── Kutipan halaman

3. Fikih muamalah disusun dengan memperhatikan illat (alasan hukum) dan kemaslahatan
Fikih muamalah akan senantiasa berusaha mewujudkan kemaslahatan, mengurangi permusuhan dan perselisihan di antara manusia. Allah tidak menurunkan syariah, kecuali dengan tujuan untuk merealisasikan kemaslahatan hidup hamba-Nya, tidak bermaksud memberi beban dan menyempitkan ruang gerak kehidupan manusia.
Ibnu Taimiyah mengatakan: Syariah datang dengan membawa kemaslahatan dan menyempurnakannya, menghilangkan kerusakan dan meminimalisirnya, mengutamakan kebaikan yang lebih dan kemudharatan yang sedikit, memilih kemaslahatan yang lebih besar dengan membiarkan yang lebih kecil, dan menolak kemudharatan yang lebih besar dengan memilih yang lebih kecil.

4. Fikih muamalah menggabungkan antara sifat yang tegas dan lentur
Tidak dipungkiri bahwa sebagian hukum-hukum muamalah ada yang berubah disebabkan berubahnya illat (alasan) sebuah hukum dan juga maslahat. Namun ada juga sebagian yang hukumnya tetap tidak berubah seiring berubahnya situasi dan kondisi. Hal ini menunjukkan bahwa fikih muamalah itu memiliki karakteristik tegas sekaligus lembut.

Kemudian selain karakteristik-karakteristik di atas, apa sih yang membuat fikih muamalah maliyah berbeda dengan konvensional?
Jawabannya ialah terdapat pada teori-teori terkait fikih muamalah maliyah. Sebelum masuk dalam pembahasan tersebut, Sobat Abqory Media terlebih dahulu harus mengetahui tentang nilai-nilai filosofis fikih muamalah maliyah. Karena nilai-nilai inilah yang menjadi bukti bahwa ekonomi syariah atau muamalah adalah satuan ilmu independen, bukan versi syariah dari ekonomi konvensional atau tidak bisa wujud tanpa adanya ekonomi konvensional sebagai patokannya. Menurut Ghazaly, nilai-nilai filosofis fikih muamalah adalah sebagai berikut:
1. Mendahulukan barang-barang kebutuhan pokok dengan harga murah dan tidak melakukan penimbunan barang
2. Tidak mencampuri transaksi orang lain
3. Tidak berlebihan/membuahkan dalam kebutuhan
4. Kemudahan dan murah hati
5. Jujur dan amanah
6. Menjauhi riba, tadlis, gharar, dan maysir
7. Memenuhi akad/transaksi
8. Tidak bersumpah terhadap barang dagangan

Selanjutnya, terkait teori-teori fikih muamalah maliyah menurut al-Zarqa dan Wahbah az-Zuhaili yang menjadi pembahasan di antaranya adalah teori tentang hak, kepemilikan, harta, dan akad. Selain teori-teori ini, teori tentang manfaat dan utang piutang juga menjadi bagian dalam kajian terkait fikih muamalah maliyah.

────
── Data yang diberikan

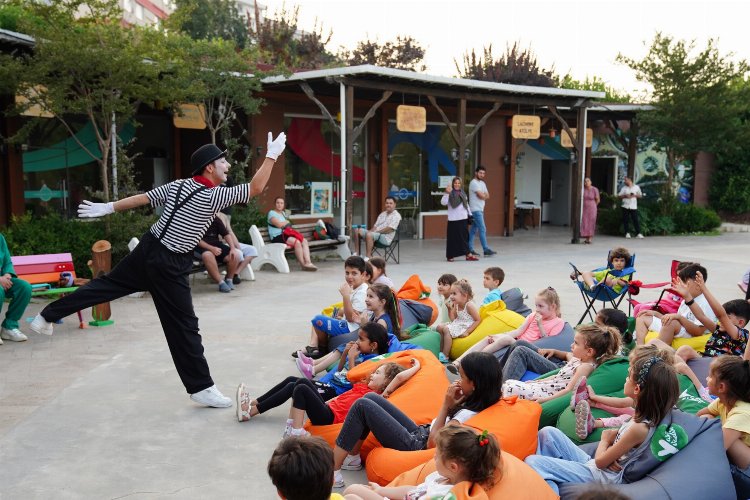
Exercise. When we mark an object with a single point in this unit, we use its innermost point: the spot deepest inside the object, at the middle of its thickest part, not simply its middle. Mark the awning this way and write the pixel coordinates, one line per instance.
(68, 153)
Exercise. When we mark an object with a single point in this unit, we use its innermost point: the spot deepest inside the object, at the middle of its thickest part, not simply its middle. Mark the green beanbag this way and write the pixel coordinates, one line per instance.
(606, 379)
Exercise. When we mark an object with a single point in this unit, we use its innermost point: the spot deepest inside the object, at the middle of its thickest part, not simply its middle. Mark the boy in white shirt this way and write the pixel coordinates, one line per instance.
(682, 324)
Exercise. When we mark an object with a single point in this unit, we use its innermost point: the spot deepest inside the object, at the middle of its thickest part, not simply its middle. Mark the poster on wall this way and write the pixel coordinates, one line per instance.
(321, 198)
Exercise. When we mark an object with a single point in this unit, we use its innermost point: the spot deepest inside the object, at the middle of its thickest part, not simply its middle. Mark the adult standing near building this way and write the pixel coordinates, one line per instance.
(15, 289)
(457, 238)
(161, 262)
(590, 203)
(383, 231)
(629, 194)
(478, 194)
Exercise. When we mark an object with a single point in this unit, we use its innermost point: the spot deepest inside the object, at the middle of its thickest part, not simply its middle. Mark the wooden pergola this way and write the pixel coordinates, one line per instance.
(375, 86)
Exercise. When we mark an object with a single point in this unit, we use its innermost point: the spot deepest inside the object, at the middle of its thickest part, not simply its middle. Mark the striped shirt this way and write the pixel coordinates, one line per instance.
(192, 219)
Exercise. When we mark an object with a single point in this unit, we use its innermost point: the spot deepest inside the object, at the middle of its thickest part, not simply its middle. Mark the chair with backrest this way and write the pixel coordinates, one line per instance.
(601, 292)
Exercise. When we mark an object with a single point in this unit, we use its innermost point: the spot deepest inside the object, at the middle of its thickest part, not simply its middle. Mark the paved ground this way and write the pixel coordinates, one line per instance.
(100, 413)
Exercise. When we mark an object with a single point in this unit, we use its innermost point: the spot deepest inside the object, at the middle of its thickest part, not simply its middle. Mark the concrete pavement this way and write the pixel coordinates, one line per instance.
(101, 413)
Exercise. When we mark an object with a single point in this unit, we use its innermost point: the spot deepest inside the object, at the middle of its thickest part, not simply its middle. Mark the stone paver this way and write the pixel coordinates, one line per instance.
(100, 413)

────

◆ **Tugas 1**
Menurut teks tentang fikih muamalah, dua sifat apa yang digabungkan oleh fikih muamalah?
◆ **Tugas 2**
Kembalikan bagian teks tentang fikih muamalah mulai dari "3. Fikih muamalah" sampai dengan "gerak kehidupan manusia.", termasuk kata-kata terakhir itu, tanpa perubahan.
◆ **Tugas 3**
Teruskan teks tentang fikih muamalah mulai setelah kalimat terakhirnya.

◆ **Jawaban 1**
Sifat yang tegas dan lentur.

◆ **Jawaban 2**
3. Fikih muamalah disusun dengan memperhatikan illat (alasan hukum) dan kemaslahatan
Fikih muamalah akan senantiasa berusaha mewujudkan kemaslahatan, mengurangi permusuhan dan perselisihan di antara manusia. Allah tidak menurunkan syariah, kecuali dengan tujuan untuk merealisasikan kemaslahatan hidup hamba-Nya, tidak bermaksud memberi beban dan menyempitkan ruang gerak kehidupan manusia.

◆ **Jawaban 3**
1. Teori harta
Harta bisa diartikan sebagai segala sesuatu yang bisa dimiliki dan dimanfaatkan oleh manusia dalam kehidupannya di bumi. Harta dalam pandangan Islam dipandang memiliki kedudukan penting karena memiliki fungsi untuk mencapai kemaslahatan, baik secara individu maupun masyarakat.

2. Teori hak
Menurut bahasa al-Qur’an, hak bisa diartikan sebagai hal yang pasti, kebenaran, dan ketetapan atau menetapkan. Sedangkan secara terminologis, arti dari hak sendiri adalah kumpulan kaidah yang mengatur hubungan manusia dengan manusia dalam lingkup perorangan atau umum seperti harta benda yang ditetapkan oleh syara’ dan berasal dari Allah untuk mewujudkan kemaslahatan.

3. Teori kepemilikan
Kepemilikan adalah keistimewaan (ikhtishad) menurut syariat yang menghalangi seseorang atas benda tersebut dan membebaskan yang memiliki untuk berlaku terhadap benda itu berdasarkan kehendaknya, kecuali ada yang menghalangi yang dibenarkan oleh syara’. Kepemilikan sendiri dibagi menjadi tiga, yaitu kepemilikan secara pribadi (al-milkiyah al-fardiyah), umum (al-milkiyah al-aamah), dan negara (al-milkiyah al-daulah).

4. Teori manfaat
Manfaat adalah sesuatu yang bersifat abstrak yang didapatkan dari benda karena penggunaannya.

5. Teori utang piutang
Utang piutang adalah suatu kewajiban yang menjadi tanggung jawab suatu pihak yang berupa kewajiban kebendaan baik dari segi zat maupun manfaatnya merupakan utang, termasuk kewajiban membayar zakat.

Setelah memahami tentang apa itu fikih muamalah maliyah beserta karakteristik, nilai filosofis, dan teorinya bagaimana keterkaitan di antara ketiganya dengan implementasi fikih muamalah maliyah itu sendiri?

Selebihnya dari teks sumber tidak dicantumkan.